--- START Page text ---
Service-to-Service Communication

Services communicate via gRPC loopback even when co-located:

┌─────────────────────────────────────────────────┐
│          Single gRPC Server (port 50051)        │
│                                                 │
│  ┌──────────────┐         ┌──────────────┐    │
│  │  Dispatcher  │ ─────>  │   Registry   │    │
│  │              │  gRPC   │              │    │
│  └──────────────┘  call   └──────────────┘    │
│         │              via loopback             │
│         └──────────────────┐                   │
│                            ▼                   │
│                    localhost:50051             │
└─────────────────────────────────────────────────┘
                            │
                            │ (actual gRPC call)
                            ▼
                    gRPC validation interceptor
                            │
                            ▼
                    Registry.ValidateMethod()

Why loopback?

  • ✅ Validates server wiring (ensures all services properly registered)
  • ✅ Consistent behavior (same code path as remote calls)
  • ✅ Full gRPC features (interceptors, middleware, error handling)
  • ✅ Type safety (registry validation applies)
--- END Page text ---
--- START Information shown ---
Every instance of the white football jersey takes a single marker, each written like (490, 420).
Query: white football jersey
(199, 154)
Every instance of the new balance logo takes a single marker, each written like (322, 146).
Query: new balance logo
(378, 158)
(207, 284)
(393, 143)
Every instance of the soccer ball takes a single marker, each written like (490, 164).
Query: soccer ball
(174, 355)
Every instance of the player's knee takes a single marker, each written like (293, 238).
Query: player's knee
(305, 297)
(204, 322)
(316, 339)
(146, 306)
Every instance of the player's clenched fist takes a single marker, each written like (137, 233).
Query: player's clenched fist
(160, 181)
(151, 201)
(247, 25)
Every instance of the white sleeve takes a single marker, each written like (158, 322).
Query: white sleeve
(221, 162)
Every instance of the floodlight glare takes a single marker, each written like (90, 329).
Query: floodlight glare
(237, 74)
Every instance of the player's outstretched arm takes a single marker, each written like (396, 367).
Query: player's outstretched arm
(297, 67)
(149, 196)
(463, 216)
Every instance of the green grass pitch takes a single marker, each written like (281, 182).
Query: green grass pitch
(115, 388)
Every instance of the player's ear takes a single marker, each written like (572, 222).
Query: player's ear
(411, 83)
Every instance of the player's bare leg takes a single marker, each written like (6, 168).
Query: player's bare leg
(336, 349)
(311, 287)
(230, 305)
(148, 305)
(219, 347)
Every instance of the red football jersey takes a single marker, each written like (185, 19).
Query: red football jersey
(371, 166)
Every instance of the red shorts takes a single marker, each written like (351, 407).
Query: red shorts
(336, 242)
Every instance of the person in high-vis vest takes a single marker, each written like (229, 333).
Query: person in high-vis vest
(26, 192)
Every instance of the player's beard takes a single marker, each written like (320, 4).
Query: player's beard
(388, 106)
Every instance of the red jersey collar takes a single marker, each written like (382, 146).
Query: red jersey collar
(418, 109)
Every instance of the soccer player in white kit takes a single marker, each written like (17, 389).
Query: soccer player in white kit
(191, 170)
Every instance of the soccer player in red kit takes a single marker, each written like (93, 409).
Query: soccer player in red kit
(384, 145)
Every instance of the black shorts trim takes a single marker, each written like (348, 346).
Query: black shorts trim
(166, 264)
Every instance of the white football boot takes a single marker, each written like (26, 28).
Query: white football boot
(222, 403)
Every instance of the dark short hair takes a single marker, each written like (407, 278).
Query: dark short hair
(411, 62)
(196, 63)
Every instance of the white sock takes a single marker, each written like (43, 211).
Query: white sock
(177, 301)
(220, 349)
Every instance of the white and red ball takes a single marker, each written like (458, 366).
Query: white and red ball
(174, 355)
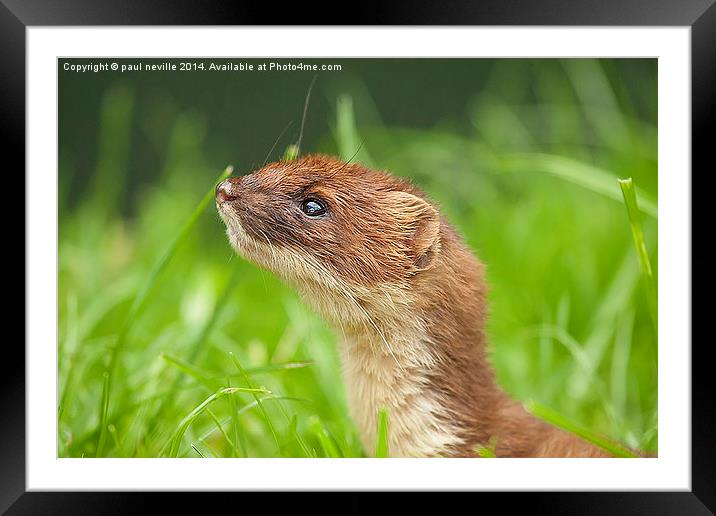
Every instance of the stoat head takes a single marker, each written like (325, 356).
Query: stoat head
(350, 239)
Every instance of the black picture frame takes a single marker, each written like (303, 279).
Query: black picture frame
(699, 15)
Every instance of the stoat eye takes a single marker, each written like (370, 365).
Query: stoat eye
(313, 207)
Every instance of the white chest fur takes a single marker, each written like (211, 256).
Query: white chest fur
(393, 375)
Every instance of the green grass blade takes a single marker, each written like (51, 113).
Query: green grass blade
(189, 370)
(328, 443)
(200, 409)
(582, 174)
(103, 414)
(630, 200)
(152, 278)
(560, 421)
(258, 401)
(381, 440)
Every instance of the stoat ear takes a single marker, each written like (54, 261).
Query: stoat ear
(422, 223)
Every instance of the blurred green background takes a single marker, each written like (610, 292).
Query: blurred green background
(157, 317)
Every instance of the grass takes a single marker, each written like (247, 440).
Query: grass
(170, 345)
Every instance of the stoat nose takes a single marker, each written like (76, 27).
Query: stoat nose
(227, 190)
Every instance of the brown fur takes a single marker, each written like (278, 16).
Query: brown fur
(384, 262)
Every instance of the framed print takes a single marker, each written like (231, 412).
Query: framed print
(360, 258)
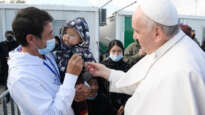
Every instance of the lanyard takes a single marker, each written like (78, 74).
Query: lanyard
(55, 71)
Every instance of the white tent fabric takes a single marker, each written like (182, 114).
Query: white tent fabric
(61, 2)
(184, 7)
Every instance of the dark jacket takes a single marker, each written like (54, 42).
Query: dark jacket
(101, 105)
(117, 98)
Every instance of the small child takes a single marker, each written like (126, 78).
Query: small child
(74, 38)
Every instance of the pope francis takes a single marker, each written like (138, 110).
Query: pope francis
--- END Information shown ---
--- START Information shown ---
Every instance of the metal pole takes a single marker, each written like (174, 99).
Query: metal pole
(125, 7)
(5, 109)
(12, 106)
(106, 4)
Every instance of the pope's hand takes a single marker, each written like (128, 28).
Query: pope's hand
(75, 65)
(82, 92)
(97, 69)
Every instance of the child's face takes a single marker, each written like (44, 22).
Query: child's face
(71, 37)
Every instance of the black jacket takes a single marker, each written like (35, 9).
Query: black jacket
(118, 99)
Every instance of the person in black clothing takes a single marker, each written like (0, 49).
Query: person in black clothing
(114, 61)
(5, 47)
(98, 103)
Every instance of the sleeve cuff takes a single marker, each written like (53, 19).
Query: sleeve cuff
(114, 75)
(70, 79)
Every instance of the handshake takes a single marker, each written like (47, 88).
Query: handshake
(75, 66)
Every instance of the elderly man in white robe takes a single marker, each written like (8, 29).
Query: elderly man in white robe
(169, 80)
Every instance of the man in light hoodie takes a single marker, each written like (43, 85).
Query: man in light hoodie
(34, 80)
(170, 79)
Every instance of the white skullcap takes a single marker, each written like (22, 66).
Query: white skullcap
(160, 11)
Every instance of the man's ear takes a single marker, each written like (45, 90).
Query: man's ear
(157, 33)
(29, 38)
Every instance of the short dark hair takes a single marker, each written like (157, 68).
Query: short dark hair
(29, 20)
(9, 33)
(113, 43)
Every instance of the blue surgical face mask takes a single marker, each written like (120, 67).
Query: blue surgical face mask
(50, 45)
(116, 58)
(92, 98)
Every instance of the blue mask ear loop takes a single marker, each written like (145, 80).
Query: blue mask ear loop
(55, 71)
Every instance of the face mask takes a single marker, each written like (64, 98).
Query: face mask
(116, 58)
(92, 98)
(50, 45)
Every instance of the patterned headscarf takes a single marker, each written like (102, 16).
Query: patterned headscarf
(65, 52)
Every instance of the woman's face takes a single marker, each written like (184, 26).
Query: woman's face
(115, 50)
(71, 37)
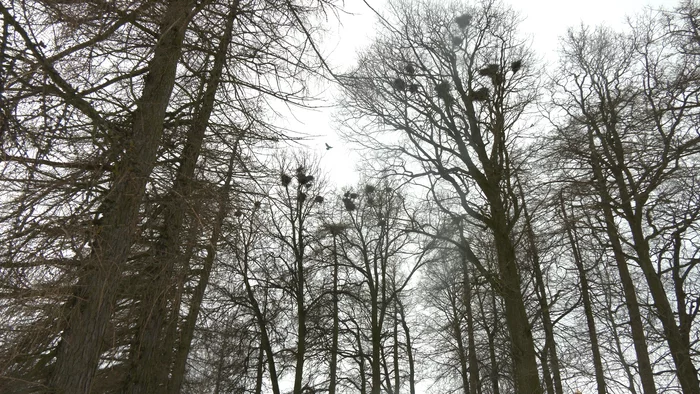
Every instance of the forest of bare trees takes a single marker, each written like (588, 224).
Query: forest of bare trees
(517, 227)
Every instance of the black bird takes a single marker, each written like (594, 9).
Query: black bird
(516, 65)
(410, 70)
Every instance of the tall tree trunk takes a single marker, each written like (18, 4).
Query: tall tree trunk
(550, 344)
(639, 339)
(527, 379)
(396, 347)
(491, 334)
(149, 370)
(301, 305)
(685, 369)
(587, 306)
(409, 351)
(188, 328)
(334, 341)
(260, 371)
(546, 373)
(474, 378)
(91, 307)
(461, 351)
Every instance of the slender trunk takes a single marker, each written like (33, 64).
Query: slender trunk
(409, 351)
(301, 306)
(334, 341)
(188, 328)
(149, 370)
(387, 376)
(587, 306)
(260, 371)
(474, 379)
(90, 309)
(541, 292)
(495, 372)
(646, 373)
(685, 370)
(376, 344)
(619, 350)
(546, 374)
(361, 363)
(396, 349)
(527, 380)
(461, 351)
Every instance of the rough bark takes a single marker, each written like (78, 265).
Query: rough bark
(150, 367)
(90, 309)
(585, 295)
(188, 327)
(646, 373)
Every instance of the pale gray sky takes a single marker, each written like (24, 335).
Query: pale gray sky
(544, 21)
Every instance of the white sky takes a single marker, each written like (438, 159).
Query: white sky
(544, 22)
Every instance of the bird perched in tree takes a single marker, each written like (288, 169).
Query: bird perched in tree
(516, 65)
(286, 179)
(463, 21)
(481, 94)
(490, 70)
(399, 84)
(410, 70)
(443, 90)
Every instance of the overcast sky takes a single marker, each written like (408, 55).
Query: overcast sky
--- END Information shown ---
--- START Information shown ---
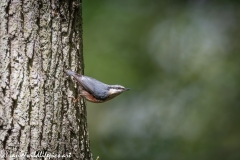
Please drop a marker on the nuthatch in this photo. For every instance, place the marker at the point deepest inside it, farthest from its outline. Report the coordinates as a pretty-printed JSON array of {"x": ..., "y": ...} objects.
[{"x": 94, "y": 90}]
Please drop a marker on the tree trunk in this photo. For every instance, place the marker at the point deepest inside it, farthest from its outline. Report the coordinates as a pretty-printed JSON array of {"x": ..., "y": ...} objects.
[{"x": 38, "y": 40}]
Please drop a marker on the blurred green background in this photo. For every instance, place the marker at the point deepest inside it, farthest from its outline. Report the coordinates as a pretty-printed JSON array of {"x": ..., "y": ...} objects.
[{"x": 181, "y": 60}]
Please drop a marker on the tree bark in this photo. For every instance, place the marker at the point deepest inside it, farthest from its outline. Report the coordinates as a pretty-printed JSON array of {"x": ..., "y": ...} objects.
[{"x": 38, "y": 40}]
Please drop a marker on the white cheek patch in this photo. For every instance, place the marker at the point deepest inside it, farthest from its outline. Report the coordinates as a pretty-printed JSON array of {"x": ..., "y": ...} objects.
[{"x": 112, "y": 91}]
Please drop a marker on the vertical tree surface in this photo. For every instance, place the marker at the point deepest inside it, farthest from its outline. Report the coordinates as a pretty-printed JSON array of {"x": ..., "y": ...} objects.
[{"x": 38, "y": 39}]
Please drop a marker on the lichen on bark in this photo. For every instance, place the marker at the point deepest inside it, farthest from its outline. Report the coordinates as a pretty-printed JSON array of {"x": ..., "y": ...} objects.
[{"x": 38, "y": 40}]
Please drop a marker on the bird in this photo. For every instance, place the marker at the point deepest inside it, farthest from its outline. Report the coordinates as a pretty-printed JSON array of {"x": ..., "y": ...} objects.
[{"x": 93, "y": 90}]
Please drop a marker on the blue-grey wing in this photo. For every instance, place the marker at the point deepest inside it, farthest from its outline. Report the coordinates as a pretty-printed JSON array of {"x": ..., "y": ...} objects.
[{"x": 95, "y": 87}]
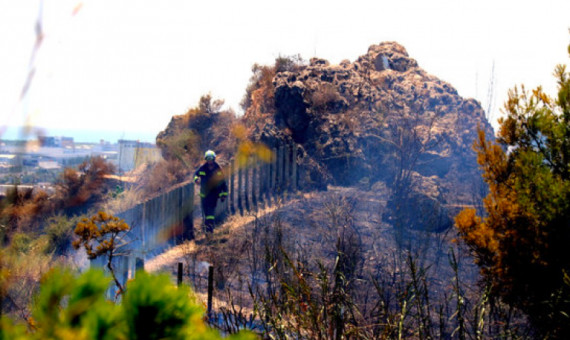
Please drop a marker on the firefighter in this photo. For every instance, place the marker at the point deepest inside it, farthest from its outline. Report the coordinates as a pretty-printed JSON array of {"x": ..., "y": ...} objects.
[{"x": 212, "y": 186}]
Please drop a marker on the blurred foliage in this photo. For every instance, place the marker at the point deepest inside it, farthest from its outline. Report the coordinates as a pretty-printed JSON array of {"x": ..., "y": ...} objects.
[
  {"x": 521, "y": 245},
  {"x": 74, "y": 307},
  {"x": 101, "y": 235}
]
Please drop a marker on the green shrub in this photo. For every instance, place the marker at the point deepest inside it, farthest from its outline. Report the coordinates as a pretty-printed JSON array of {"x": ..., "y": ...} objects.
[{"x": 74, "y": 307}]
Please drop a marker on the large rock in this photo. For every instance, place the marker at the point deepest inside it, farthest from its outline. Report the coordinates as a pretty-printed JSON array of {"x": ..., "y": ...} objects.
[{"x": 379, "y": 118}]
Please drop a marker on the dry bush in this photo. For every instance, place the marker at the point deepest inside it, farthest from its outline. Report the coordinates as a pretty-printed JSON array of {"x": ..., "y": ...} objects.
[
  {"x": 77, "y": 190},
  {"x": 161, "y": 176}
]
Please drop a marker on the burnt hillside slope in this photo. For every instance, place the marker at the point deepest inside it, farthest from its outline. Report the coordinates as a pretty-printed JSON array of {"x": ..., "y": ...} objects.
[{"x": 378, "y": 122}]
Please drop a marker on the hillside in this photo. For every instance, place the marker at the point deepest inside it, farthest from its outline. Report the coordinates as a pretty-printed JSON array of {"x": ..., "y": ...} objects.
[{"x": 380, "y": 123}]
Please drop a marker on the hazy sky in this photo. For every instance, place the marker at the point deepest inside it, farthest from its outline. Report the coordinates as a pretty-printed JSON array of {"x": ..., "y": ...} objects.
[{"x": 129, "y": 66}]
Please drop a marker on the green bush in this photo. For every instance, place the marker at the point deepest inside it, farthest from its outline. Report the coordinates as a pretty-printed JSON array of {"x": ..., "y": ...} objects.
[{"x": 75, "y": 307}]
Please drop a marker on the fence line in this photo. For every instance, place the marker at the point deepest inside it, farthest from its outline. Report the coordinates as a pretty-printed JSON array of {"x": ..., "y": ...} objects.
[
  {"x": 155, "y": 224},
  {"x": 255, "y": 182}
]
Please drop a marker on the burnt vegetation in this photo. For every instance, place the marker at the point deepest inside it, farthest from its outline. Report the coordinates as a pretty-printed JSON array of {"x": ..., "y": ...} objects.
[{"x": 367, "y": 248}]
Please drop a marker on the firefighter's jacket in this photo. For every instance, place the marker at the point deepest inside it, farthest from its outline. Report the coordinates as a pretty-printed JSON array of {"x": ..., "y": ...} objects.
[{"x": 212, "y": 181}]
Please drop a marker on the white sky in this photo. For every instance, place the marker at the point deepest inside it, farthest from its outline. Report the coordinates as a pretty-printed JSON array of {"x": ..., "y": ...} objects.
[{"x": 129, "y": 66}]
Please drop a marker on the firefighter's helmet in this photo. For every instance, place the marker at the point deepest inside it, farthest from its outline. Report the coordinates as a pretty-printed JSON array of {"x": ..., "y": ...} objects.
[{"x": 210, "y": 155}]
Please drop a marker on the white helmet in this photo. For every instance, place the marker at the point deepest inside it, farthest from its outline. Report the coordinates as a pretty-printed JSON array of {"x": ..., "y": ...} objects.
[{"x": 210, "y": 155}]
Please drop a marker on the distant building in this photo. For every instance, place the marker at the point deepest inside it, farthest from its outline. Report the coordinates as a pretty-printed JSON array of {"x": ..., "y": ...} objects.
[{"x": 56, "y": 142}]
--- END Information shown ---
Goals:
A – Copy word for word the part of the gRPC communication text that opens with the words containing "Why loopback?" and closes with "middleware, error handling)".
B – Repeat verbatim the part of the records that opens with the line containing "Every instance of the blurred" and closes with the line containing "Query: pope francis", with both of those lines included. Leave out any picture markers in that stretch.

Responses to the tasks:
A –
Why loopback?

  • ✅ Validates server wiring (ensures all services properly registered)
  • ✅ Consistent behavior (same code path as remote calls)
  • ✅ Full gRPC features (interceptors, middleware, error handling)

B –
Every instance of the blurred green background takes a single marker, each written like (610, 292).
Query: blurred green background
(157, 317)
Every instance of the grass takes a single marker, each written like (247, 440).
Query: grass
(170, 345)
Every instance of the stoat nose takes a single marker, each written like (76, 27).
Query: stoat nose
(227, 190)
Every instance of the brown fur takes a single marker, each written like (278, 16).
Query: brown fur
(384, 262)
Every instance of the framed print takes a single marker, each written like (231, 412).
Query: framed print
(360, 258)
Every instance of the lanyard takes a single marker, each written like (78, 74).
Query: lanyard
(55, 71)
Every instance of the white tent fabric takes a single marker, each written like (182, 114).
Query: white tent fabric
(61, 2)
(184, 7)
Every instance of the dark jacket takes a single marker, each written like (54, 42).
Query: dark jacket
(101, 105)
(117, 98)
Every instance of the small child takes a single marker, each written like (126, 78).
Query: small child
(74, 38)
Every instance of the pope francis takes a single marker, each written like (138, 110).
Query: pope francis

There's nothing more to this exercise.